Exercise – List every line of the listing below that contains the word "green".

Listing from a point-labeling set –
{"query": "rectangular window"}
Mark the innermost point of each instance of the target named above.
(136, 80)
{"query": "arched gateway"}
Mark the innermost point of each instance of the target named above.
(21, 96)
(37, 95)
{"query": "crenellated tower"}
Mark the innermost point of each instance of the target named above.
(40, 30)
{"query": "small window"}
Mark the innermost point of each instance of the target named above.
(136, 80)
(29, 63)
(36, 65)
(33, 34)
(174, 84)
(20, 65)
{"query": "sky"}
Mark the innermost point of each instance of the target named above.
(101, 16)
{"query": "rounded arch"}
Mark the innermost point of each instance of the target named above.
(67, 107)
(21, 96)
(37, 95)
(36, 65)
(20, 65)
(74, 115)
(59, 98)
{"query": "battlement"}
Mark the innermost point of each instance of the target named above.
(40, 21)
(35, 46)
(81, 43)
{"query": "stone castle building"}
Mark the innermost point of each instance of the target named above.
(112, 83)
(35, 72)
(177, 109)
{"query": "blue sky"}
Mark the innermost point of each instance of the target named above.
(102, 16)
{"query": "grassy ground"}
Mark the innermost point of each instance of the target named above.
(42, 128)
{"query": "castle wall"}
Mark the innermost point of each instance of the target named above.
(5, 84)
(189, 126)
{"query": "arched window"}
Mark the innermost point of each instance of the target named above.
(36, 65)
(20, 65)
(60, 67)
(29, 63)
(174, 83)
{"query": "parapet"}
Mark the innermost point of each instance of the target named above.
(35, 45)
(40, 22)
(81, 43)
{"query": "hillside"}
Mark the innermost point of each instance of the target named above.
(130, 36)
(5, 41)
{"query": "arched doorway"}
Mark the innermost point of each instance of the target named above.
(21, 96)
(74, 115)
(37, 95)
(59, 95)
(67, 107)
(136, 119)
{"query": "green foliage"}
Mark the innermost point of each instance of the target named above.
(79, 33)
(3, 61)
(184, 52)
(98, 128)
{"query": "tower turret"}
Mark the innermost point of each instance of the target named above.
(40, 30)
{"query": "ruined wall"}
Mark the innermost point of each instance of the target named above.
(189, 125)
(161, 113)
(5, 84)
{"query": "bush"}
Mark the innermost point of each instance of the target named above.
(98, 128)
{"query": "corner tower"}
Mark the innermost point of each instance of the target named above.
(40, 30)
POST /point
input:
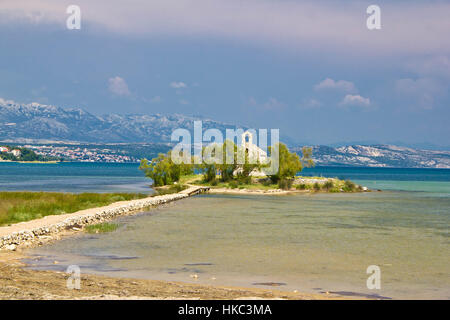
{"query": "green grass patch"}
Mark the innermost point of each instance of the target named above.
(102, 227)
(24, 206)
(173, 188)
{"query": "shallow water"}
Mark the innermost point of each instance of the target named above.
(73, 177)
(311, 243)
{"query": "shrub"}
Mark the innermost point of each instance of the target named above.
(316, 186)
(102, 227)
(302, 186)
(349, 186)
(233, 184)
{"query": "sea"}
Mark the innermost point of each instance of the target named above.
(314, 243)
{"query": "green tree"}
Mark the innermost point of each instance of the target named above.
(289, 164)
(163, 171)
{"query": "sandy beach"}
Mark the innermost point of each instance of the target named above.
(17, 281)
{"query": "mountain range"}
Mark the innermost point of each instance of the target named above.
(37, 123)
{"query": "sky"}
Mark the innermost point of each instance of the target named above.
(309, 68)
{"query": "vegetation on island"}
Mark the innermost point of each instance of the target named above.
(25, 155)
(164, 171)
(169, 175)
(24, 206)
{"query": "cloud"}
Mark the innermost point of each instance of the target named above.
(118, 86)
(355, 100)
(406, 28)
(178, 85)
(436, 66)
(270, 104)
(328, 83)
(420, 92)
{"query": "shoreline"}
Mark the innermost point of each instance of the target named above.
(17, 281)
(39, 231)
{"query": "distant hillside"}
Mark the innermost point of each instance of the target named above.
(24, 122)
(380, 156)
(42, 124)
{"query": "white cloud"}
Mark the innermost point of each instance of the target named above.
(156, 99)
(270, 104)
(310, 104)
(178, 85)
(355, 100)
(118, 86)
(343, 85)
(420, 92)
(436, 66)
(418, 27)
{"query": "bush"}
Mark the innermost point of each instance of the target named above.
(302, 186)
(233, 184)
(102, 227)
(349, 186)
(285, 184)
(328, 185)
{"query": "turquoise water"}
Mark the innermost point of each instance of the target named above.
(308, 242)
(72, 177)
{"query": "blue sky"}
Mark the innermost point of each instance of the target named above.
(310, 68)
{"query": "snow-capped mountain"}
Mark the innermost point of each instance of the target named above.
(42, 122)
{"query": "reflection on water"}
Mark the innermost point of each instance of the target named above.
(312, 243)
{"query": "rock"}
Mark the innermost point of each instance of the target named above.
(10, 247)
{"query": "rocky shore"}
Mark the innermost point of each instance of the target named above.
(37, 232)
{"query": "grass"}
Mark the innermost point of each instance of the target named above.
(102, 227)
(173, 188)
(24, 206)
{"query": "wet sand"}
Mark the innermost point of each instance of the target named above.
(19, 282)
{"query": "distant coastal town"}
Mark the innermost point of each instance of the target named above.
(63, 153)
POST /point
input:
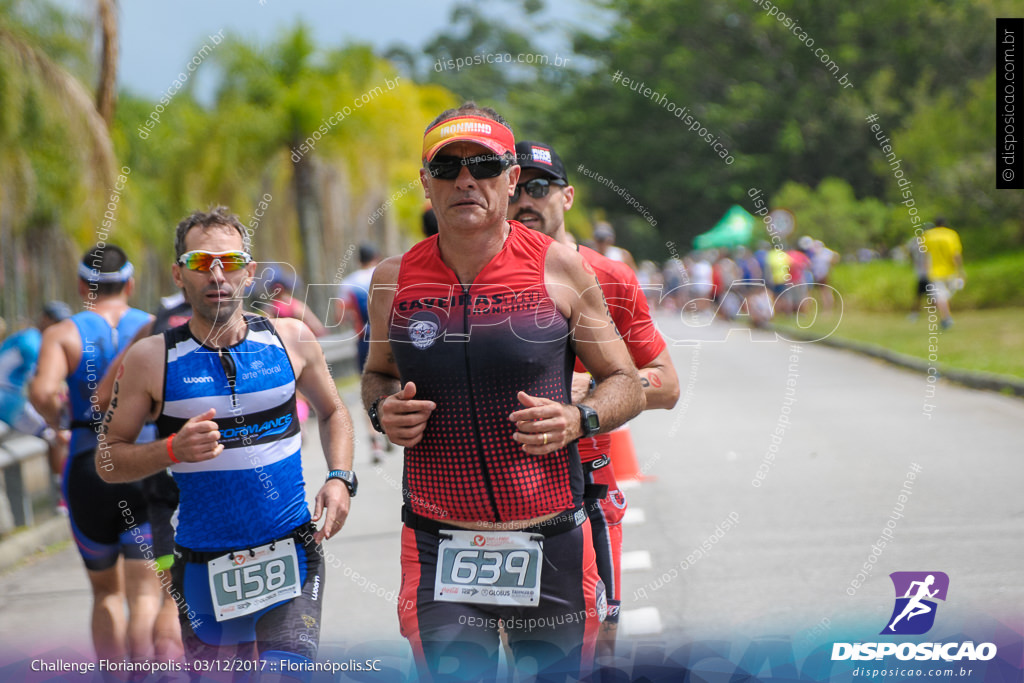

Result below –
{"query": "green foliage"}
{"query": "green grass patch"}
{"query": "green tree"}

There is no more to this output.